*** Opening of Given data ***

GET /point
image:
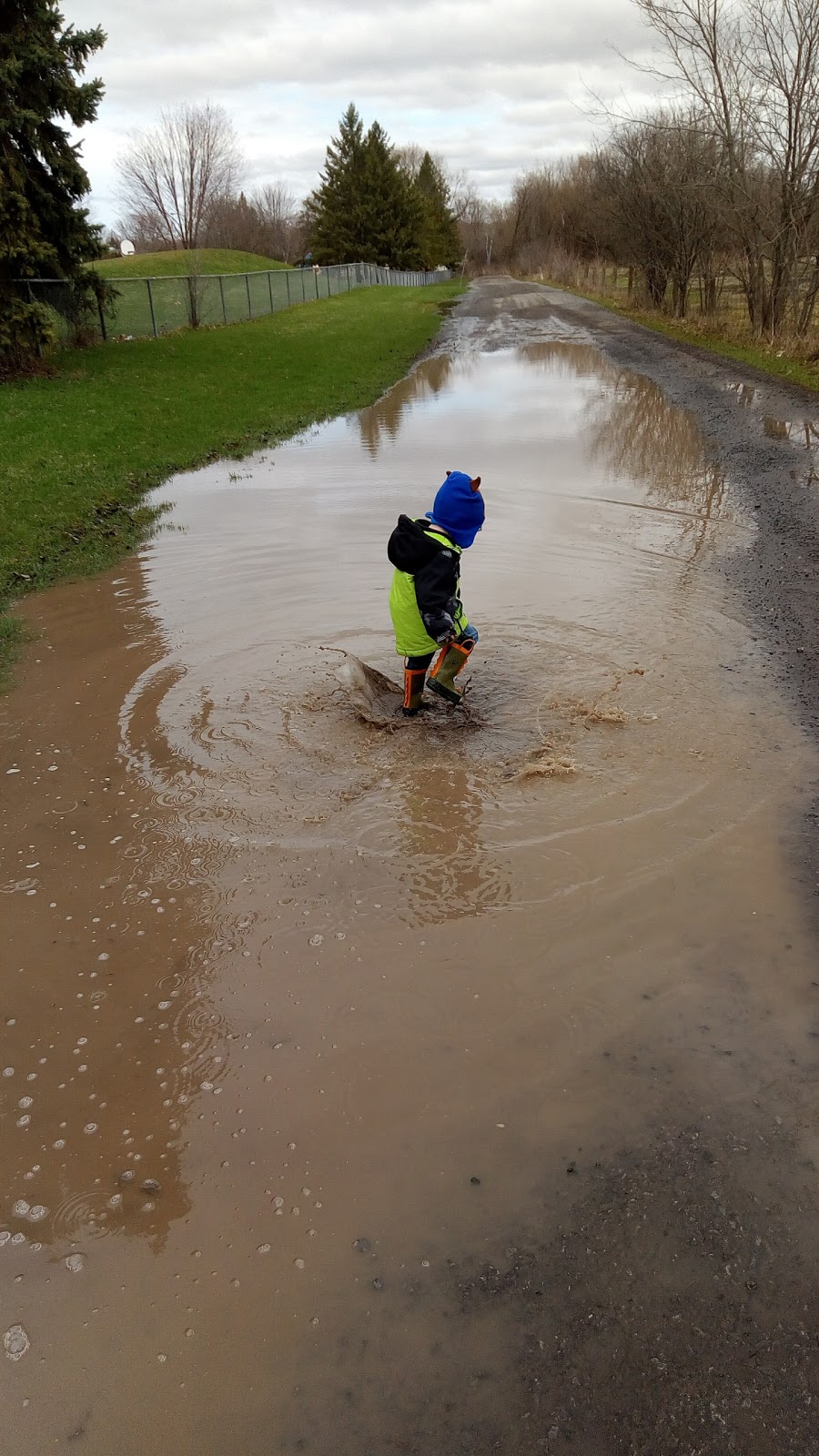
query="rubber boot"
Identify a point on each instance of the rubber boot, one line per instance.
(414, 679)
(450, 662)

*** Close of Given data ***

Starting at the line in the records above that contains "Identify a point", output every line up to and including the last one, with nothing added.

Identify a point on each instance of the rubber boot, one line per instance.
(414, 679)
(450, 662)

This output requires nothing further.